## SET PROBLEM
Rewrite all of the rows below, changing every "single marker" to "single dot" and keeping everything else the same. Leave the pictures out of your version.

## INFORMATION PROVIDED

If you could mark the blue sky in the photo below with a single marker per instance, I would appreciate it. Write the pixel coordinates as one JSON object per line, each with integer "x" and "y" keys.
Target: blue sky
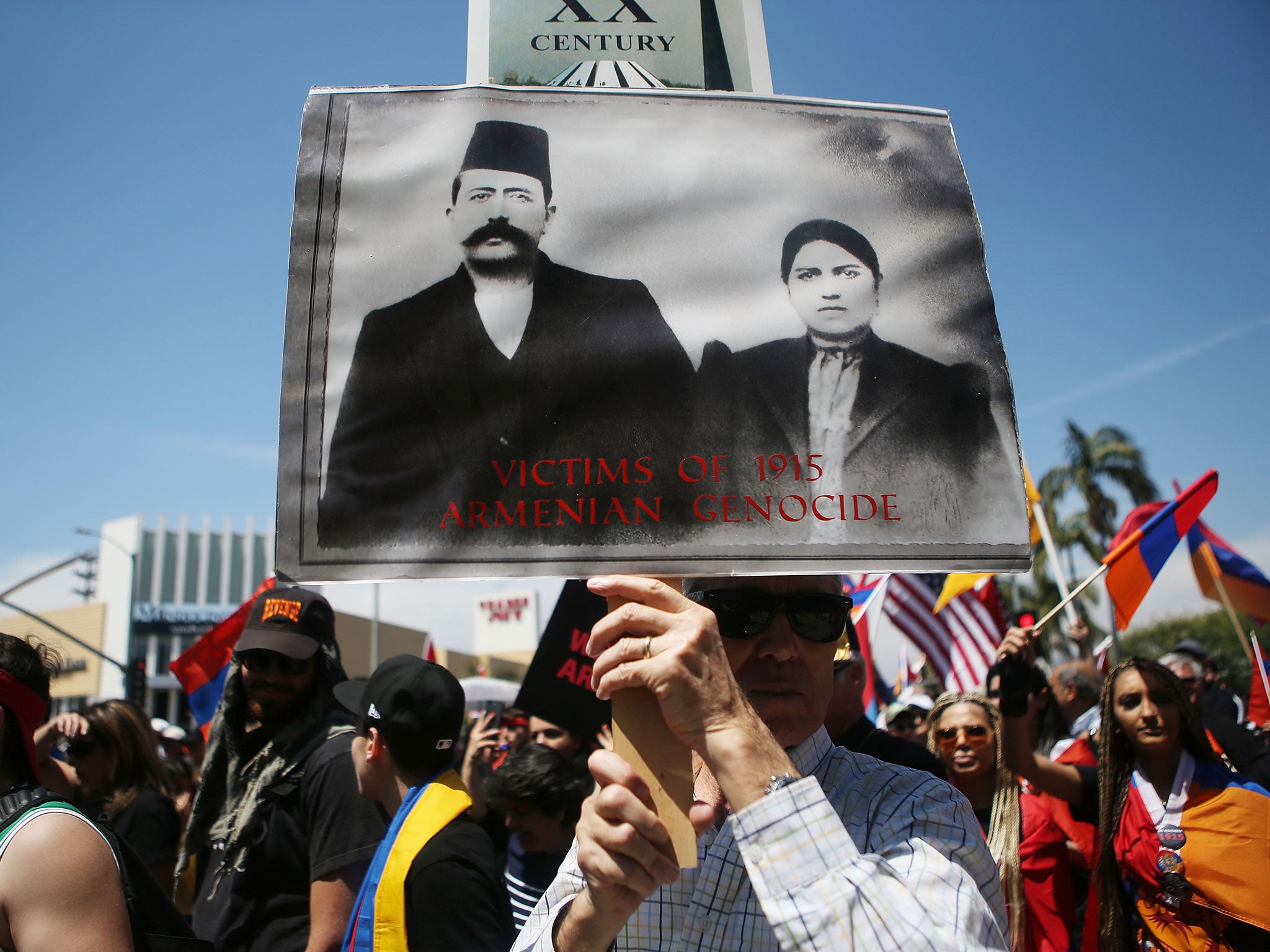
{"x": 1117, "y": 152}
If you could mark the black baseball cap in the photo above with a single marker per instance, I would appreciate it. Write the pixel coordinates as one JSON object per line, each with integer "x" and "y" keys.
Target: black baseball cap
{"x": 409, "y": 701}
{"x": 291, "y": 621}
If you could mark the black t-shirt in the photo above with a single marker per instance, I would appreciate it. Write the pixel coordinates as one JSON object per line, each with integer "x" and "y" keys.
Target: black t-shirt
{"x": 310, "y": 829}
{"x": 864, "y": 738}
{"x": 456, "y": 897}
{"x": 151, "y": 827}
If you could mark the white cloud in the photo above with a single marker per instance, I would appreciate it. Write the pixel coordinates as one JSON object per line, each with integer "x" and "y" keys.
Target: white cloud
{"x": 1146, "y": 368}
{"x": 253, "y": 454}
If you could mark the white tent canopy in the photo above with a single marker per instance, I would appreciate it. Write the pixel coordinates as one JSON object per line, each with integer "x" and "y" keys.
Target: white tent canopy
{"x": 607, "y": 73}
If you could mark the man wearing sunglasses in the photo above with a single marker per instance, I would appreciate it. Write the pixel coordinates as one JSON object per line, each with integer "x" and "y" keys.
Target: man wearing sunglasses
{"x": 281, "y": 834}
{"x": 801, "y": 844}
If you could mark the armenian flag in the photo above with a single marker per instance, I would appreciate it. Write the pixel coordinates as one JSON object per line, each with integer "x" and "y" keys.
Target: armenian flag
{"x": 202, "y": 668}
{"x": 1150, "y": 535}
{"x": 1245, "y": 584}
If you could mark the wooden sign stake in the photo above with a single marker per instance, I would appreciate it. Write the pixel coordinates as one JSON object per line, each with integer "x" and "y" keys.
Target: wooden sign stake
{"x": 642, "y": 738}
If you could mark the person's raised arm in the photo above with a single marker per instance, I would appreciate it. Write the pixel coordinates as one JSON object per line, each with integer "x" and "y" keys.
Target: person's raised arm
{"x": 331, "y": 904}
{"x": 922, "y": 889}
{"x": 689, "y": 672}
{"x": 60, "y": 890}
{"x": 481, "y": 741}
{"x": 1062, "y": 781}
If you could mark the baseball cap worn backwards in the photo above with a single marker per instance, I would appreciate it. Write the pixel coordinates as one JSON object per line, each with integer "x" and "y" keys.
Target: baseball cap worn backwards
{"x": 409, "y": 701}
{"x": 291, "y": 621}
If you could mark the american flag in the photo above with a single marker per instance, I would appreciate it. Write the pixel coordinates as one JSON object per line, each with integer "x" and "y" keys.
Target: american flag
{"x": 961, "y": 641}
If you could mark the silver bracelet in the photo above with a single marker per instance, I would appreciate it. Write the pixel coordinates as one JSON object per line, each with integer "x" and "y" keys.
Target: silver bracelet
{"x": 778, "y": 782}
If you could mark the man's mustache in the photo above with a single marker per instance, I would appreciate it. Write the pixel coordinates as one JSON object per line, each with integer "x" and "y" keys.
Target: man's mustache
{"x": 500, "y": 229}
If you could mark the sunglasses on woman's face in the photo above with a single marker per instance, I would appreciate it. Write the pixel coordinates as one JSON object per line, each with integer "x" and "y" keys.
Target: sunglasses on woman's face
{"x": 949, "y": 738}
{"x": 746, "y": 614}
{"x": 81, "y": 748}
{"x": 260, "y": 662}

## EXPECTED ANSWER
If you could mark the blue sky in the photo below with a single dot per instance, I would appreciate it. Write the pixel coordinates as one JSON object per line, each with integer "x" and "y" keys.
Target: blue sky
{"x": 1117, "y": 152}
If you could mark the black baseball cap in the photo above with a single dot per instance, I would appreciate it. Write the pixel coordinates as one JSON object per line, each with integer "x" and "y" keys.
Target: black baseball cap
{"x": 409, "y": 701}
{"x": 291, "y": 621}
If you could mark the black t-shirt in the photo above with a single dot per instance, I would appreciate it. Write the pixel coordinates as one JSON object per line, each with integer "x" and "y" keys.
Target: black t-shirt
{"x": 310, "y": 829}
{"x": 864, "y": 738}
{"x": 456, "y": 897}
{"x": 151, "y": 827}
If you could mark the white cloud in the photo above with a single dot per instance, I would appreciate it. Write the pixel coordinates as one JSON object per line, each with integer "x" and "y" keys.
Target: white cloud
{"x": 1146, "y": 368}
{"x": 253, "y": 454}
If you could mark the white tent canopy in the photo above with a single dot per instance, I would appreciate it. Write the pixel coordinates as one JSON object per line, each with integer "x" and "y" keys.
Target: white tent canopy
{"x": 607, "y": 73}
If you could mark the man wearing sunglasses in the photo above with a single dot per instance, I would appreciate it. Write the pixel coordinates as one JSON object per line, each with integer "x" and "y" keys.
Target: man wearing sunglasses
{"x": 281, "y": 834}
{"x": 801, "y": 844}
If you could mark the armenian flag in the photo above with a single dot per instance, I would appreciate it. Write the pixel coordinates as one JSON object per line, each with integer "x" and "y" keys.
Target: armenian flag
{"x": 202, "y": 668}
{"x": 1150, "y": 535}
{"x": 1245, "y": 584}
If you could mark the wooden sign stake in the photo above with a single dot per instance, I would appreciate it. Write the pixel coordinates as one JSON object per line, each with integer "x" and "y" keys.
Target: wooden sign stake
{"x": 642, "y": 738}
If you could mark the person's raised arm in the photo above with a single dot per instance, I would appreciate it. Write the pixel coordinates as one JSON object per line, each with integer "x" and "y" keys.
Target: person's raised arm
{"x": 331, "y": 904}
{"x": 922, "y": 889}
{"x": 689, "y": 672}
{"x": 60, "y": 890}
{"x": 481, "y": 741}
{"x": 1062, "y": 781}
If you could mark the baseball cap worn backwards in the photo above with a single dot per instance, I would appreciate it. Write the pixel coordinates as one JSON object per line, each with integer "x" and "y" keys.
Target: baseball cap worn backwards
{"x": 409, "y": 701}
{"x": 291, "y": 621}
If you could mark the american flag in the photo above with a single dot per instance, I would appreciate it. Write the pixel coordinates as one JSON object per line, each with integer "x" and "y" keys.
Target: american flag
{"x": 961, "y": 641}
If you could mark the silver bracelet in the photo above with a single dot per instance, I would appreciate it. Write the pixel coordinates as one JSON object per line, each with integer "x" and "y" keys.
Target: silver bracelet
{"x": 778, "y": 782}
If you could mark the man's mustache in the photo above with a single dot per instance, I would appreciate it. Write the pixel coordinates as one JSON object per line, each with integer "x" and "y" keys.
Target: man's mustache
{"x": 500, "y": 229}
If you could mark the sunglasses on woman's face in the photo above with a single dot per instance, I would appreciate it. Write the pixel coordinates as one JSON object per line, each with integer "x" and "y" keys.
Target: sunglasses on woman's face
{"x": 949, "y": 738}
{"x": 746, "y": 614}
{"x": 81, "y": 748}
{"x": 260, "y": 662}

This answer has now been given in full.